-------- Page excerpt --------
We introduce the source code of our paper "DySTAGE: Dynamic Graph Representation Learning for Asset Pricing via Spatio-Temporal Attention and Graph Encodings" (ICAIF 2024).

framework

DySTAGE is a novel dynamic graph representation learning framework designed to enhance asset pricing prediction by capturing the evolving interrelationships among financial assets. Unlike traditional models that rely on static graphs or time series data, DySTAGE employs dynamic graph structures to represent the temporal and spatial dependencies of assets in financial networks. This enables the model to adapt to changes in asset composition and their correlations over time.

Key Features

  • Dynamic Graph Construction: The framework dynamically constructs graphs from time series data to reflect the evolving asset interrelationships, accommodating asset additions and removals over time.
  • Spatio-Temporal Attention: DySTAGE employs a combination of spatial and temporal attention mechanisms to capture both the topological (structural) and temporal (historical) patterns of asset behavior.
  • Graph Encodings: Utilizes financial insights to design graph encodings that improve model performance, including importance, spatial, and edge correlation encodings.
  • Performance Optimization: Demonstrates superior predictive accuracy and portfolio management outcomes over popular benchmarks, offering profitable investment strategies based on asset price prediction.

Installation

First, ensure you have the required dependencies. You can install them using the command below:

pip install -r requirements.txt

Data Preparation

Due to confidentiality, we cannot provide the dataset used in our paper. However, you can prepare your data using the following structure. Store the prepared files in data/{data_name}/ as specified:

  • graph.pkl: A list of tensors representing the adjacency matrix of graph at each time step. Each matrix has a shape of (N, N), where N is the total number of nodes/assets. The element of the matrix is the pearson correlation of excess return between two assets, calculated over past 36 months for monthly data or 61 trading days for daily data.
--------
§ **What this exercise asks**
1. List the names of the key features that the DySTAGE page excerpt gives for the framework.
2. Return everything in the DySTAGE page excerpt from "Key Features" down to "asset price prediction.", copied word for word.
3. Resume the DySTAGE page excerpt, writing on from its final sentence.
-------- Entries --------
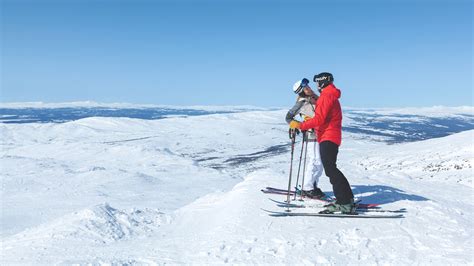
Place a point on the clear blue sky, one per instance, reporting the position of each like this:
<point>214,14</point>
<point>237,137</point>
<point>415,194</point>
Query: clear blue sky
<point>382,53</point>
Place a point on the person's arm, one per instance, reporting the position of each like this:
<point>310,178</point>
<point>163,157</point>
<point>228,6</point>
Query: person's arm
<point>323,108</point>
<point>293,111</point>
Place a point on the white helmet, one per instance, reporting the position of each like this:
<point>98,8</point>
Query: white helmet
<point>300,85</point>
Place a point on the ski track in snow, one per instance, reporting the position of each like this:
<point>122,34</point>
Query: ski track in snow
<point>187,191</point>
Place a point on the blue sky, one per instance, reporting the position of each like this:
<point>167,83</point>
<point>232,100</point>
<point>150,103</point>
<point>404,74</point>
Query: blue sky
<point>382,53</point>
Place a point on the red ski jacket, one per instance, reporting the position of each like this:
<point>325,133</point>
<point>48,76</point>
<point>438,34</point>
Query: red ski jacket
<point>327,120</point>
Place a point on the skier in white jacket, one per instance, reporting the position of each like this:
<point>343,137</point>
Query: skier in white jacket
<point>305,107</point>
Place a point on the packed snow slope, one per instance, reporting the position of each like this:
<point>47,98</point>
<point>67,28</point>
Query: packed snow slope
<point>186,190</point>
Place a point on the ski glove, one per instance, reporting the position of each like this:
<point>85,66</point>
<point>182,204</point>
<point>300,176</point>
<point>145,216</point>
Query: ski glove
<point>294,124</point>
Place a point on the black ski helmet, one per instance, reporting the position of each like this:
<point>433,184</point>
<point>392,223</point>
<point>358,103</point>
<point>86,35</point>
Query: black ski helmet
<point>323,79</point>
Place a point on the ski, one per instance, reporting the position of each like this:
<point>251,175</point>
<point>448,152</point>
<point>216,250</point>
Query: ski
<point>337,215</point>
<point>292,193</point>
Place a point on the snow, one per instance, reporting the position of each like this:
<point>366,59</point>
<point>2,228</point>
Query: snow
<point>186,190</point>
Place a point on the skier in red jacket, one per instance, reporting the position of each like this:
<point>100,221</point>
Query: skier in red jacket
<point>328,124</point>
--------
§ **Answers to the exercises**
1.
Dynamic Graph Construction
Spatio-Temporal Attention
Graph Encodings
Performance Optimization

2.
Key Features

  • Dynamic Graph Construction: The framework dynamically constructs graphs from time series data to reflect the evolving asset interrelationships, accommodating asset additions and removals over time.
  • Spatio-Temporal Attention: DySTAGE employs a combination of spatial and temporal attention mechanisms to capture both the topological (structural) and temporal (historical) patterns of asset behavior.
  • Graph Encodings: Utilizes financial insights to design graph encodings that improve model performance, including importance, spatial, and edge correlation encodings.
  • Performance Optimization: Demonstrates superior predictive accuracy and portfolio management outcomes over popular benchmarks, offering profitable investment strategies based on asset price prediction.

3.
    • If the node does not exist in a particular time step, all its connections are set to 0.
  • features.pkl: A historical list of feature matrices, each of size (N, F), where F is the feature dimension. Each feature matrix is stored in csr matrix. - For non-existent nodes, features are set to 0 at the respective time step.
  • edge_feat.pkl: A historical list of multi-scale edge attributes, each of size (N, N, scale), where scale is the number of scales,
  • shortest_path.pt: A torch sensor in the shape of (N, N, N), representing the shortest path between all pairs of nodes across the graph.

Example Data Structure

Your folder structure should look like this:

data/
    {data_name}/
        graph.pkl
        features.pkl
        edge_feat.pkl
        shortest_path.pt

Training

To train DySTAGE, run the following command:

python main.py --dataset {data_folder_name}

During training, the best model along with predictions and labels will be saved to the result directory.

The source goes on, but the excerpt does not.